▶ [Activity]
Print the stretch of the records from their start through the line containing "box: [0, 8, 183, 99]", verbatim and with nothing added.
####
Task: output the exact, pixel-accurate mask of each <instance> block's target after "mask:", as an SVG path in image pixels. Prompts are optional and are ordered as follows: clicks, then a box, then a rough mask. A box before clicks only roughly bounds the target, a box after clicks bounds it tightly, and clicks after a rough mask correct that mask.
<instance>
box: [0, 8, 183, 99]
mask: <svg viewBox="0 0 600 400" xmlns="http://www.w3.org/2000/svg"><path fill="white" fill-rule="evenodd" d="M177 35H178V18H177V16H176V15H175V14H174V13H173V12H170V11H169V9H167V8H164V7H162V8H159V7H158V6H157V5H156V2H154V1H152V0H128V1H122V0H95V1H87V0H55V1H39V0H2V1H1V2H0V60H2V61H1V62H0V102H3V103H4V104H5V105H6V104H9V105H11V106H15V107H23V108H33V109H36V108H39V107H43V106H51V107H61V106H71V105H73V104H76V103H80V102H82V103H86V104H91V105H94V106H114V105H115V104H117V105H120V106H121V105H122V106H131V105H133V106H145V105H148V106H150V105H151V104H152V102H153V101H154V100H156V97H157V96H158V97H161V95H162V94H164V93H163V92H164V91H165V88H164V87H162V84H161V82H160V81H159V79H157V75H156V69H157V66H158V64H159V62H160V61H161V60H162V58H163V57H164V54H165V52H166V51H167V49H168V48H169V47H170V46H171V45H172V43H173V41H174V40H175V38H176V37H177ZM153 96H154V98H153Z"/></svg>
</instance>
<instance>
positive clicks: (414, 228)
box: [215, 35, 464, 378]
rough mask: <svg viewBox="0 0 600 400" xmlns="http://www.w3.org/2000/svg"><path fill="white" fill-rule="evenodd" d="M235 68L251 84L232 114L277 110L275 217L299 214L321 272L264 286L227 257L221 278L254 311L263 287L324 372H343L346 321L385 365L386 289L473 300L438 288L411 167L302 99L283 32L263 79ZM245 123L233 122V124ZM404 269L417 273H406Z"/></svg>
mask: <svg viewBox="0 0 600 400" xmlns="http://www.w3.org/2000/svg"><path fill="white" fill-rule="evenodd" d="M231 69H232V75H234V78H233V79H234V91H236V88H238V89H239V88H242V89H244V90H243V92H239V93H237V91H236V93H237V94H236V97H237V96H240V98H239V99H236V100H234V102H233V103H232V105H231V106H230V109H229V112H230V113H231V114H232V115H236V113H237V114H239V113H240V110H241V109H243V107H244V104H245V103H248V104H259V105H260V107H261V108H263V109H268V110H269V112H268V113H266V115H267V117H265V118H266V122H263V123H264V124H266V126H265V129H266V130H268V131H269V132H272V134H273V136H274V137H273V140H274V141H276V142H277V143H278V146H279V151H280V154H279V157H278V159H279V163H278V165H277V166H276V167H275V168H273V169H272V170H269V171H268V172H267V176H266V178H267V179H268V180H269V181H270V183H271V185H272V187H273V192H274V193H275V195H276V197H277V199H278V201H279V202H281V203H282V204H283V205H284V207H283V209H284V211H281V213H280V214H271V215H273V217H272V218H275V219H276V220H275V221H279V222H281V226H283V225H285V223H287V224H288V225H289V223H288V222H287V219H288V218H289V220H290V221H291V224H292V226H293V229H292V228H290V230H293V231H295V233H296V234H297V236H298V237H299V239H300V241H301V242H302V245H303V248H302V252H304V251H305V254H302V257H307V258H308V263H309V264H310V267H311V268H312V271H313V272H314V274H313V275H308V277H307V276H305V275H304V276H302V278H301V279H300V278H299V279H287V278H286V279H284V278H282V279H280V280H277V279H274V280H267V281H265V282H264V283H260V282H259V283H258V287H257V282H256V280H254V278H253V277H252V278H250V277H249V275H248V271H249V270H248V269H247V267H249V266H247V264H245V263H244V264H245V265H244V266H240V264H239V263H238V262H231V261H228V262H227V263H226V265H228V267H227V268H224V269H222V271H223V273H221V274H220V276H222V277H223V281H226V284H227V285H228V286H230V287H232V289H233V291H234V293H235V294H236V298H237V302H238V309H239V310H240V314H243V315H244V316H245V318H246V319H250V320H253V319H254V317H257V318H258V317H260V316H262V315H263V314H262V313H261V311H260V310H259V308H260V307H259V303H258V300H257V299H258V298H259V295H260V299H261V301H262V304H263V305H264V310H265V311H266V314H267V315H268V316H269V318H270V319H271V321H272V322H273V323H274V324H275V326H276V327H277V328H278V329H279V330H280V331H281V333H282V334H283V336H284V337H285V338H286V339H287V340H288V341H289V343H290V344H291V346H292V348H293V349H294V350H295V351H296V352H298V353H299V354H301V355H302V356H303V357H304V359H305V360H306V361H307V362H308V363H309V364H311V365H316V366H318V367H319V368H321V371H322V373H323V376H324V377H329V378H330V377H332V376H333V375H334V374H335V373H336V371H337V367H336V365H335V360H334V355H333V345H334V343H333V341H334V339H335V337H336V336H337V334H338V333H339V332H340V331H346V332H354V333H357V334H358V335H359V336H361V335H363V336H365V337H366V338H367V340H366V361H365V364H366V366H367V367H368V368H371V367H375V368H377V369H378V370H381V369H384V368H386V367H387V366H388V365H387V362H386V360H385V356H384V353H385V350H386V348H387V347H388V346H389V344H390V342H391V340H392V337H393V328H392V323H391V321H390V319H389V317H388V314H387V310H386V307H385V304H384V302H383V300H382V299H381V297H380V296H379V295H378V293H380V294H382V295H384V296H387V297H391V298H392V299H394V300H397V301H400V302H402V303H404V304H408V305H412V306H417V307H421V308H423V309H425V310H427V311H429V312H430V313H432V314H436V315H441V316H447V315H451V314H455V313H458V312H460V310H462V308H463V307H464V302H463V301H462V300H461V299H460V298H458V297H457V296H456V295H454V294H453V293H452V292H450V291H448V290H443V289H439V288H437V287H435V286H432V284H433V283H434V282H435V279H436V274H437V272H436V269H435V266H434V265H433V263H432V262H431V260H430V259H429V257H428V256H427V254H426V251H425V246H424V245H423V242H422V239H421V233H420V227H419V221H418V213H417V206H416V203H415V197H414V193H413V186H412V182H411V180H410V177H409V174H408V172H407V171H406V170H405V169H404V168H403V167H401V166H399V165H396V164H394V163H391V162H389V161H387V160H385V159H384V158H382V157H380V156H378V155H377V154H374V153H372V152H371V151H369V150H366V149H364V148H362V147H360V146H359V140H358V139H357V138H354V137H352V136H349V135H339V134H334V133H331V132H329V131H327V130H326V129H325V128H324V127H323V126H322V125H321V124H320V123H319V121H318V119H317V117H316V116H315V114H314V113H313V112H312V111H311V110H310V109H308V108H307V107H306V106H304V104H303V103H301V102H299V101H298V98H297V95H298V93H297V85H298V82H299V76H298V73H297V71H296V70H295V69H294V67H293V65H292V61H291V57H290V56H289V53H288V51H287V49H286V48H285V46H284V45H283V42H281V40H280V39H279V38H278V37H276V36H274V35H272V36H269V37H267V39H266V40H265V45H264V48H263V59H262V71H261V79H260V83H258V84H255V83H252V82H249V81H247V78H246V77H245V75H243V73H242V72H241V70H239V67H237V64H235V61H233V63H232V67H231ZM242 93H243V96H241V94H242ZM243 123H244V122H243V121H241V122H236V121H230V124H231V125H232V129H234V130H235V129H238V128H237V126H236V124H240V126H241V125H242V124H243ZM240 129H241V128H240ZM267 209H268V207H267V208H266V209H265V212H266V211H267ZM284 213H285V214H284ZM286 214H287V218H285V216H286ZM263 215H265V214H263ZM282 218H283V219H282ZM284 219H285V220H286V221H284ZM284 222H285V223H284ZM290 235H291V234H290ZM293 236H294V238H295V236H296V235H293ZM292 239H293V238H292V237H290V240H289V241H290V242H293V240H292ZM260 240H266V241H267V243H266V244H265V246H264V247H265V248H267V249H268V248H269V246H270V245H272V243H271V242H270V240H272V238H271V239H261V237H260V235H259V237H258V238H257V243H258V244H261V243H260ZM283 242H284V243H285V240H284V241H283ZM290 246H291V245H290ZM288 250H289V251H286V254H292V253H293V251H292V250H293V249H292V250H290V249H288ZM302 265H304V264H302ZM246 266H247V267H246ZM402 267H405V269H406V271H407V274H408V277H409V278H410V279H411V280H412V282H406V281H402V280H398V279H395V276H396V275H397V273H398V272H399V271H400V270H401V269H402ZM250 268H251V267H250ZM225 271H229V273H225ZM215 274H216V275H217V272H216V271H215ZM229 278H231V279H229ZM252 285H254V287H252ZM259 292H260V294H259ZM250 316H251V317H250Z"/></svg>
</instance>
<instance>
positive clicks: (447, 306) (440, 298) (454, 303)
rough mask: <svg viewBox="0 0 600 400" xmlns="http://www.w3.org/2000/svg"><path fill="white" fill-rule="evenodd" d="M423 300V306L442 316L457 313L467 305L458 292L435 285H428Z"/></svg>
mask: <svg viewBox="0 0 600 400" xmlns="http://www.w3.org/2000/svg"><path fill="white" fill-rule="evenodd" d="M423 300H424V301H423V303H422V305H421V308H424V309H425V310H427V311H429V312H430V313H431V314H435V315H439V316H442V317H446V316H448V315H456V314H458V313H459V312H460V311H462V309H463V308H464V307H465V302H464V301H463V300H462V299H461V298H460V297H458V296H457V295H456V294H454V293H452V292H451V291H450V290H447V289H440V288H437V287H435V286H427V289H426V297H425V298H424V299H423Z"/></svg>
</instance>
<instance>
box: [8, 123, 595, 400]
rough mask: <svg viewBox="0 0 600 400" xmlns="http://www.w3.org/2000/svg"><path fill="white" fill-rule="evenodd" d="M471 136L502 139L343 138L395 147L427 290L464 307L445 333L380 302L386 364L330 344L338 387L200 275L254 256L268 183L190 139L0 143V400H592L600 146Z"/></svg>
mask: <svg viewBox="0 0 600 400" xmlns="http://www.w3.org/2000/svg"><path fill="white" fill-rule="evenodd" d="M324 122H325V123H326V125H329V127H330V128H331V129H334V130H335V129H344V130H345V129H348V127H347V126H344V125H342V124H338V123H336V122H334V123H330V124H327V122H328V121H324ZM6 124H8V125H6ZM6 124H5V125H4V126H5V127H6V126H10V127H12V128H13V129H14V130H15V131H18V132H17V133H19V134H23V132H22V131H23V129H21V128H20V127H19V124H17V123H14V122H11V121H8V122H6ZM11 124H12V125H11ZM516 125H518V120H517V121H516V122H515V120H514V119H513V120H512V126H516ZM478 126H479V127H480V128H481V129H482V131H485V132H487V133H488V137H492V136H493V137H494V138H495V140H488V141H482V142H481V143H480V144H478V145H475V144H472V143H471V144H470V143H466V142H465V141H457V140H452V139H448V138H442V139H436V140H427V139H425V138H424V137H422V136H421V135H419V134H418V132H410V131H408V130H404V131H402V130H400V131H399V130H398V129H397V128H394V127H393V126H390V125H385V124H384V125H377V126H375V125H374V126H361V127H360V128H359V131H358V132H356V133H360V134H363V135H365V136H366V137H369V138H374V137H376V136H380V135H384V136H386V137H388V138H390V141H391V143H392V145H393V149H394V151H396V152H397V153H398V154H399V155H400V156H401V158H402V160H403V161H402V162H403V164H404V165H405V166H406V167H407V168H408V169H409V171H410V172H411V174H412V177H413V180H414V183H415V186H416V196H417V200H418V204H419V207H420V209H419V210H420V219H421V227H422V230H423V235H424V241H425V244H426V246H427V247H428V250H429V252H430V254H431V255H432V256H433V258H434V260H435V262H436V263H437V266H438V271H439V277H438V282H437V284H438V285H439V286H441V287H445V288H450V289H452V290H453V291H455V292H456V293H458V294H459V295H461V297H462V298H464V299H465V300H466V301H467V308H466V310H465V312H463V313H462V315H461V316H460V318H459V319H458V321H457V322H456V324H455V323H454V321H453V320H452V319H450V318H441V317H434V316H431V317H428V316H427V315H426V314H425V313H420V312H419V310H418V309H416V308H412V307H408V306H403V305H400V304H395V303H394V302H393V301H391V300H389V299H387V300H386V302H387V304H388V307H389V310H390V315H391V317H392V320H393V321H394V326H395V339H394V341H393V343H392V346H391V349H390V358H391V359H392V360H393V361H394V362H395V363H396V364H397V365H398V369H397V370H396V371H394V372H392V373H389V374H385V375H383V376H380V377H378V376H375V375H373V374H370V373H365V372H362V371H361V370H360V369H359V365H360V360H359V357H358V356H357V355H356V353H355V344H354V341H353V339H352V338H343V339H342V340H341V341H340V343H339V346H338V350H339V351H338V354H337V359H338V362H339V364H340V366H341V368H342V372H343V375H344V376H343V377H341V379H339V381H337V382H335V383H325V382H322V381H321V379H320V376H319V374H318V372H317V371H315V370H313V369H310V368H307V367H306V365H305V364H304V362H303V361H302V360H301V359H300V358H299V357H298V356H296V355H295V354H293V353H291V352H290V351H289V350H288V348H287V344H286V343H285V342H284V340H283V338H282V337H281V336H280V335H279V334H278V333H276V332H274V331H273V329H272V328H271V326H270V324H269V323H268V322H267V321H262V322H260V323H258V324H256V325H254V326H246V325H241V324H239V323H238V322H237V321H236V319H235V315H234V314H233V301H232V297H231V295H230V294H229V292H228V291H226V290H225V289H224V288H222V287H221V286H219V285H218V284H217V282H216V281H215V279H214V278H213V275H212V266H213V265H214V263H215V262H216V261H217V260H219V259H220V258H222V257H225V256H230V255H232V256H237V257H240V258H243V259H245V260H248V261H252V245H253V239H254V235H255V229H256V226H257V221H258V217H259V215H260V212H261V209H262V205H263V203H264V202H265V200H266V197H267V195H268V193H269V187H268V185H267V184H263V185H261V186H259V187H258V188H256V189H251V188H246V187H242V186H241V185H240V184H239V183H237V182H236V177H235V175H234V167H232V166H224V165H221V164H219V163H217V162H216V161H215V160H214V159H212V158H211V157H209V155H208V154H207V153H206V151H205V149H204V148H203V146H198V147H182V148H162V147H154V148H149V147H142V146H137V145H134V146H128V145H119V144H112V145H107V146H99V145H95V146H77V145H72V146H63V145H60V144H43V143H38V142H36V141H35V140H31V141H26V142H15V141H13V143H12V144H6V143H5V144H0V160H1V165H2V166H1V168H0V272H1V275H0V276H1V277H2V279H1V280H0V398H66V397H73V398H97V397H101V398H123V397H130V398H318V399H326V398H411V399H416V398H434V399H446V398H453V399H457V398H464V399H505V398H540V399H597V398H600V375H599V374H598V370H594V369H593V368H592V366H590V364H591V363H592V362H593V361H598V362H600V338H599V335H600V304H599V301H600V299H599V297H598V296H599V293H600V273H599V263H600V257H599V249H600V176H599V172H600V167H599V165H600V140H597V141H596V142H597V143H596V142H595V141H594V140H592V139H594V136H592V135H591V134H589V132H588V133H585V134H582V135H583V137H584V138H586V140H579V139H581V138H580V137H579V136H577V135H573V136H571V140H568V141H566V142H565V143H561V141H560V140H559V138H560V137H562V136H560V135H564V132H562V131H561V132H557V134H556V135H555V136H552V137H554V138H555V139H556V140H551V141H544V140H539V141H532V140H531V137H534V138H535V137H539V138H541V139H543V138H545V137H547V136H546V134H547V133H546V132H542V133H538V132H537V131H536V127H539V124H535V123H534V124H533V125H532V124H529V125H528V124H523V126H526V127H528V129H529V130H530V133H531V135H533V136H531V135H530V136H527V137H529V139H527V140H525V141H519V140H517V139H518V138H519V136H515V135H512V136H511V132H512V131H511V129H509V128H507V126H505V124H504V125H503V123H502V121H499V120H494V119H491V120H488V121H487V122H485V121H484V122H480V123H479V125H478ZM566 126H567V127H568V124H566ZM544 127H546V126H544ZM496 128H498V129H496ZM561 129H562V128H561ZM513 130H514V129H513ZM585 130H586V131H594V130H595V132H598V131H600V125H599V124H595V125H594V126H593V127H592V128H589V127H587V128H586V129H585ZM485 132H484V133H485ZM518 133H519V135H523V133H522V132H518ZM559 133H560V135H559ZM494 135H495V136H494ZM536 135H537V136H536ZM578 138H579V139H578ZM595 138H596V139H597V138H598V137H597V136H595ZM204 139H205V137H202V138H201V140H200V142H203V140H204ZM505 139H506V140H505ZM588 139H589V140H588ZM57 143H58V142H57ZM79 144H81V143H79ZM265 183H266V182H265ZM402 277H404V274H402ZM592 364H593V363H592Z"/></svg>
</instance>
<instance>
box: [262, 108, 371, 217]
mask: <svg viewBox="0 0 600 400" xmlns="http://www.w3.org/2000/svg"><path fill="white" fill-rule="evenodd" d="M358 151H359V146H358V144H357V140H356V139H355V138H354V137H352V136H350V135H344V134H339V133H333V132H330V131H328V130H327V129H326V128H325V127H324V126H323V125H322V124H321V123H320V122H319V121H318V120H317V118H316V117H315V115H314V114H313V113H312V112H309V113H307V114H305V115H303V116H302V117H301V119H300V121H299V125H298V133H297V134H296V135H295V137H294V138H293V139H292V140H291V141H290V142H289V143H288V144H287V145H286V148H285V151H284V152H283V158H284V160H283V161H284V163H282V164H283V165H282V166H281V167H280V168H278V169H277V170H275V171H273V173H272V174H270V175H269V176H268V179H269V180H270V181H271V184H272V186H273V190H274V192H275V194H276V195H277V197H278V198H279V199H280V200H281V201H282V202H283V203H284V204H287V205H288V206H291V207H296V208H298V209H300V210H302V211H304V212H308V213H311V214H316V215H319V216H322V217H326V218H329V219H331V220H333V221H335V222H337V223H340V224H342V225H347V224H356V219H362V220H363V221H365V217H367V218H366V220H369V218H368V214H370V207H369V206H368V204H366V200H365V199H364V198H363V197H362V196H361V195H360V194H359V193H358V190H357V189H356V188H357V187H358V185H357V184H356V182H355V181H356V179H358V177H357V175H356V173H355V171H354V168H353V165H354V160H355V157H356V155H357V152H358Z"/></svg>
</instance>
####
▶ [Output of the task]
Task: output the exact, pixel-accurate mask of each <instance> block's target after "mask:", as an SVG path in image pixels. Prompts are optional and are ordered as follows: clicks, then a box, then a rough mask. A box before clicks only roughly bounds the target, a box after clicks bounds it tightly, and clicks after a rough mask correct that mask.
<instance>
box: [0, 8, 183, 99]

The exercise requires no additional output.